Below are some records: retype them all exactly, but not the pictures.

------ Records shown

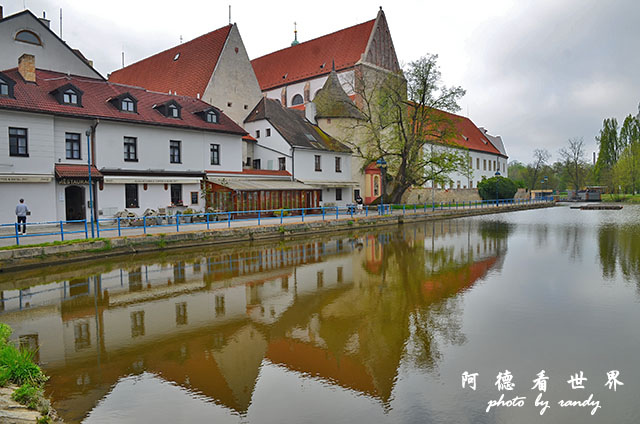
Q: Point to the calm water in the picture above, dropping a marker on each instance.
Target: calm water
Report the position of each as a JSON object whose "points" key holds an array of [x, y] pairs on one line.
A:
{"points": [[371, 327]]}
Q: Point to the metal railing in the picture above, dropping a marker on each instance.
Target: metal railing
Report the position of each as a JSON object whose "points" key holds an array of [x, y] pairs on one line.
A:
{"points": [[123, 225]]}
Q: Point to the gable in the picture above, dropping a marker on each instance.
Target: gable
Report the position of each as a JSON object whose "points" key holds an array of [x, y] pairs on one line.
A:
{"points": [[51, 53], [184, 69]]}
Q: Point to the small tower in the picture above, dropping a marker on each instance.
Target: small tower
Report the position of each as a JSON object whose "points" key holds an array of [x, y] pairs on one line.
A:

------------

**Answer to the exercise:**
Q: Point to the calm water in the picture above, dropping a marker on each instance.
Target: calm water
Report the position of each as a JSON object whose "points" key holds an array of [x, y] pairs on one line.
A:
{"points": [[371, 327]]}
Q: Point to the metal railing in the picture above, dropping a marker on each instance.
Target: metal railing
Report the position of each as a JSON object whose "points" key holds an array of [x, y] pairs on one line.
A:
{"points": [[123, 225]]}
Q: Point to the gable in the picture above, dropping a marker on each instance.
Target: gable
Report the position of each as a JSON object whose "points" key holds an array of [x, y] pairs on one line.
A:
{"points": [[51, 53], [184, 69]]}
Q: Point to the small tower in the picture above, dropping a marker on each instance.
Target: small tower
Report the position of each as a JSON object whose "points" key holds an array of [x, y] pairs on one line.
A:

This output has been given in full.